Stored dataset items
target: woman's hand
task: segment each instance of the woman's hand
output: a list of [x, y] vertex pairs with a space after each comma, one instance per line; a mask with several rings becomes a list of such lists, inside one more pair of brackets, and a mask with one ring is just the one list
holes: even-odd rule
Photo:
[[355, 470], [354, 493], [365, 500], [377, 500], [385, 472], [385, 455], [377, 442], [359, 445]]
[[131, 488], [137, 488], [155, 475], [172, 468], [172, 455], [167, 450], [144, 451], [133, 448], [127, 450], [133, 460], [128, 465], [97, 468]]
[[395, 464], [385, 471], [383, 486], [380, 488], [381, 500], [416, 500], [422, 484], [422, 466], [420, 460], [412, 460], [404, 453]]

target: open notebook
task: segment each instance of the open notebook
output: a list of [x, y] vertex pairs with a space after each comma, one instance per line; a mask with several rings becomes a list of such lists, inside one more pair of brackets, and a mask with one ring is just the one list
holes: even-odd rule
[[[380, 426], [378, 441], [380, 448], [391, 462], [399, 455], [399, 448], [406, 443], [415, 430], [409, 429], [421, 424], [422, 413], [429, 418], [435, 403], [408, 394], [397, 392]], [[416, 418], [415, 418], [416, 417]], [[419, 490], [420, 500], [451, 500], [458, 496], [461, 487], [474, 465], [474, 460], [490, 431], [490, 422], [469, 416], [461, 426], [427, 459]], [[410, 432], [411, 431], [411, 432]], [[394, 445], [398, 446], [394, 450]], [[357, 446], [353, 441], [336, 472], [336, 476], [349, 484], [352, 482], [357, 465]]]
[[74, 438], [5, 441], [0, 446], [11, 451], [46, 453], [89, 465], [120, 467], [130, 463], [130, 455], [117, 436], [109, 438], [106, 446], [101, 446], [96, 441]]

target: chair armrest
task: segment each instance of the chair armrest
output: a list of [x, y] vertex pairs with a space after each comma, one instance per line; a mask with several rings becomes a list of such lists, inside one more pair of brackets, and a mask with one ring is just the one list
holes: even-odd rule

## To do
Please return all of the entries exactly as they were given.

## Result below
target: woman's hand
task: segment each instance of the woman's hand
output: a list of [x, y] vertex pairs with a space after each comma, one instance per line; a mask with several rings becomes a list of such lists, inside one more pair of brackets, and a mask with one ring is just the one list
holes: even-odd rule
Photo:
[[355, 470], [354, 493], [365, 500], [377, 500], [385, 472], [385, 455], [377, 442], [359, 445]]
[[131, 488], [137, 488], [155, 475], [172, 468], [172, 455], [167, 450], [144, 451], [133, 448], [127, 450], [133, 460], [128, 465], [97, 468]]
[[395, 464], [385, 471], [383, 486], [380, 488], [381, 500], [416, 500], [422, 484], [422, 466], [420, 460], [412, 460], [404, 453]]

target: open notebook
task: segment each instance of the open notebook
output: a list of [x, y] vertex pairs with a space after each comma, one instance per line; a mask with several rings becomes a list of such lists, inside one more pair of brackets, and a mask with one ring is just the one list
holes: even-odd rule
[[[380, 426], [378, 441], [380, 448], [391, 462], [399, 455], [399, 448], [406, 443], [415, 430], [409, 429], [421, 424], [422, 413], [429, 418], [435, 403], [408, 394], [397, 392]], [[416, 418], [415, 418], [416, 417]], [[419, 490], [420, 500], [451, 500], [458, 496], [461, 487], [474, 465], [474, 460], [490, 431], [490, 422], [469, 416], [461, 426], [427, 459]], [[410, 432], [411, 431], [411, 432]], [[394, 445], [398, 446], [394, 450]], [[357, 446], [353, 441], [336, 472], [336, 476], [349, 484], [352, 482], [357, 465]]]
[[74, 438], [5, 441], [0, 446], [11, 451], [46, 453], [89, 465], [120, 467], [130, 463], [130, 455], [117, 436], [109, 438], [106, 446], [101, 446], [96, 441]]

target: chair armrest
task: segment each instance of the chair armrest
output: a list of [x, y] vertex pairs with a space after each comma, one instance per line; a mask with several rings becomes a list of such lists, inside one more pair of brackets, and a mask with one ring is just the one list
holes: even-odd rule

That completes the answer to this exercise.